WHAT IS EXPECTED - Reproduce every line of the listing exactly.

======== INPUT RECORDS ========

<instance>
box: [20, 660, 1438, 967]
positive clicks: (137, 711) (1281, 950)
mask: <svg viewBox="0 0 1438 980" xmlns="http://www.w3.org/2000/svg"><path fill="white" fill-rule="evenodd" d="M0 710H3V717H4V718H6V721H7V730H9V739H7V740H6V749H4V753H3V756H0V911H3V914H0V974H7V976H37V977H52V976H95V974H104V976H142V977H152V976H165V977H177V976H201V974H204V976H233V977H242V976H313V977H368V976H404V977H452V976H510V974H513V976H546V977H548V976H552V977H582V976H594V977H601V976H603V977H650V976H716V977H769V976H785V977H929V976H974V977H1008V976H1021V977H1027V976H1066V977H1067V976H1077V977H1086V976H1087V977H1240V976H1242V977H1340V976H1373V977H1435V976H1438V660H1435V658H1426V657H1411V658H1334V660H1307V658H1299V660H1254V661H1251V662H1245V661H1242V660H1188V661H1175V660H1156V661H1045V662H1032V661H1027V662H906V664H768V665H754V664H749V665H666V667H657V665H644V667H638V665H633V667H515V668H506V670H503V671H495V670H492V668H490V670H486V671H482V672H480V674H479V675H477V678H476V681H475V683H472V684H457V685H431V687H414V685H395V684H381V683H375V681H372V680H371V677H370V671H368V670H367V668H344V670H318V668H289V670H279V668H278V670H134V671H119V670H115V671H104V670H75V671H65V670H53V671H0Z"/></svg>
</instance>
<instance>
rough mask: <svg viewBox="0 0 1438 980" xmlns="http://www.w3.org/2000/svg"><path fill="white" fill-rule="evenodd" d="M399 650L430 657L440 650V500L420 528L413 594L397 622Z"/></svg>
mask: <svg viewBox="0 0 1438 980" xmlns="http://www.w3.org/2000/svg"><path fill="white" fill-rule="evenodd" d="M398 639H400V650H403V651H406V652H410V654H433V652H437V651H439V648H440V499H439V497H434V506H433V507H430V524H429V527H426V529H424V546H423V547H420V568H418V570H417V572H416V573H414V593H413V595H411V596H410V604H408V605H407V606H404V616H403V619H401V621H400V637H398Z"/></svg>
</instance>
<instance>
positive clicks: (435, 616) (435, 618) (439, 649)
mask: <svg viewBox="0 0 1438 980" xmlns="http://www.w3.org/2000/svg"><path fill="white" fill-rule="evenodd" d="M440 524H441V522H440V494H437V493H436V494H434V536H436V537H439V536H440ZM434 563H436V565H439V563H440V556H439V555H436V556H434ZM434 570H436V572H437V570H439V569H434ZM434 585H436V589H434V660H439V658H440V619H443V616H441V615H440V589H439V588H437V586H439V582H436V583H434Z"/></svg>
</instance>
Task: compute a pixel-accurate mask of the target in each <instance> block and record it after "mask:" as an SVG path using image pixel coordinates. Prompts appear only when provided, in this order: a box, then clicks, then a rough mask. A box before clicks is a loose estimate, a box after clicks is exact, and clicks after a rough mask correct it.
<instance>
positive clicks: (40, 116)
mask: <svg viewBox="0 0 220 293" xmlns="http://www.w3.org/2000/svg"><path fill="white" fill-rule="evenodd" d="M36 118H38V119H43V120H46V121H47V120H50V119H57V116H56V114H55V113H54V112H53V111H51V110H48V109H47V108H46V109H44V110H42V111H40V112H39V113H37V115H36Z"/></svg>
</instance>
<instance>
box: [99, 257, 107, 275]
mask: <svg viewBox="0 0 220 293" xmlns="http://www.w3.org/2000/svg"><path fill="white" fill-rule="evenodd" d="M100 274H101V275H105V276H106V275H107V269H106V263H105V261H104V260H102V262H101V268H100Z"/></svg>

========

ANSWER TO THIS TASK -
<instance>
box: [20, 660, 1438, 967]
positive clicks: (137, 711) (1281, 950)
mask: <svg viewBox="0 0 1438 980" xmlns="http://www.w3.org/2000/svg"><path fill="white" fill-rule="evenodd" d="M0 710H3V717H4V718H6V721H7V730H9V739H7V740H6V749H4V753H3V756H0V911H3V914H0V974H7V976H37V977H52V976H95V974H104V976H142V977H152V976H165V977H177V976H201V974H204V976H233V977H242V976H313V977H368V976H404V977H452V976H510V974H513V976H546V977H548V976H552V977H582V976H594V977H601V976H603V977H650V976H716V977H769V976H785V977H929V976H974V977H1008V976H1021V977H1027V976H1066V977H1067V976H1077V977H1086V976H1087V977H1240V976H1242V977H1340V976H1373V977H1435V976H1438V660H1435V658H1426V657H1411V658H1334V660H1307V658H1299V660H1254V661H1251V662H1245V661H1242V660H1188V661H1175V660H1156V661H1045V662H1032V661H1027V662H906V664H768V665H754V664H749V665H666V667H657V665H644V667H638V665H633V667H515V668H506V670H503V671H495V670H492V668H490V670H486V671H482V672H480V674H479V675H477V678H476V681H475V683H472V684H457V685H431V687H414V685H395V684H381V683H375V681H372V680H371V677H370V671H368V670H367V668H344V670H318V668H289V670H279V668H278V670H134V671H119V670H115V671H104V670H75V671H65V670H53V671H0Z"/></svg>
</instance>
<instance>
rough mask: <svg viewBox="0 0 1438 980" xmlns="http://www.w3.org/2000/svg"><path fill="white" fill-rule="evenodd" d="M399 650L430 657L440 650V500L420 528L413 594L397 622Z"/></svg>
mask: <svg viewBox="0 0 1438 980" xmlns="http://www.w3.org/2000/svg"><path fill="white" fill-rule="evenodd" d="M398 639H400V650H403V651H406V652H410V654H433V652H437V651H439V648H440V499H439V497H434V506H433V507H430V524H429V527H426V529H424V546H423V547H420V568H418V570H417V572H416V573H414V593H413V595H411V596H410V604H408V605H407V606H404V616H403V619H401V621H400V637H398Z"/></svg>
</instance>
<instance>
positive clicks: (435, 616) (435, 618) (439, 649)
mask: <svg viewBox="0 0 1438 980" xmlns="http://www.w3.org/2000/svg"><path fill="white" fill-rule="evenodd" d="M440 524H441V522H440V494H437V493H436V494H434V536H436V537H439V536H440ZM434 563H436V565H439V563H440V556H439V555H436V556H434ZM434 570H436V572H437V570H439V569H434ZM434 585H436V589H434V660H439V658H440V619H443V616H441V615H440V589H439V588H437V586H439V582H436V583H434Z"/></svg>
</instance>
Task: compute a pixel-accurate mask of the target in each <instance> block and record it after "mask:" as an SVG path using image pixel coordinates. Prompts appear only when provided, in this order: a box, then clicks, then a rough mask. A box before clicks is a loose estimate, a box after clicks is exact, and clicks after a rough mask correct it.
<instance>
positive clicks: (40, 116)
mask: <svg viewBox="0 0 220 293" xmlns="http://www.w3.org/2000/svg"><path fill="white" fill-rule="evenodd" d="M36 118H38V119H43V120H46V121H47V120H50V119H57V116H56V114H55V113H54V112H53V111H51V110H48V109H47V108H46V109H44V110H42V111H40V112H39V113H37V115H36Z"/></svg>
</instance>
<instance>
box: [99, 257, 107, 275]
mask: <svg viewBox="0 0 220 293" xmlns="http://www.w3.org/2000/svg"><path fill="white" fill-rule="evenodd" d="M100 274H101V275H105V276H106V275H107V269H106V263H105V261H104V260H102V262H101V268H100Z"/></svg>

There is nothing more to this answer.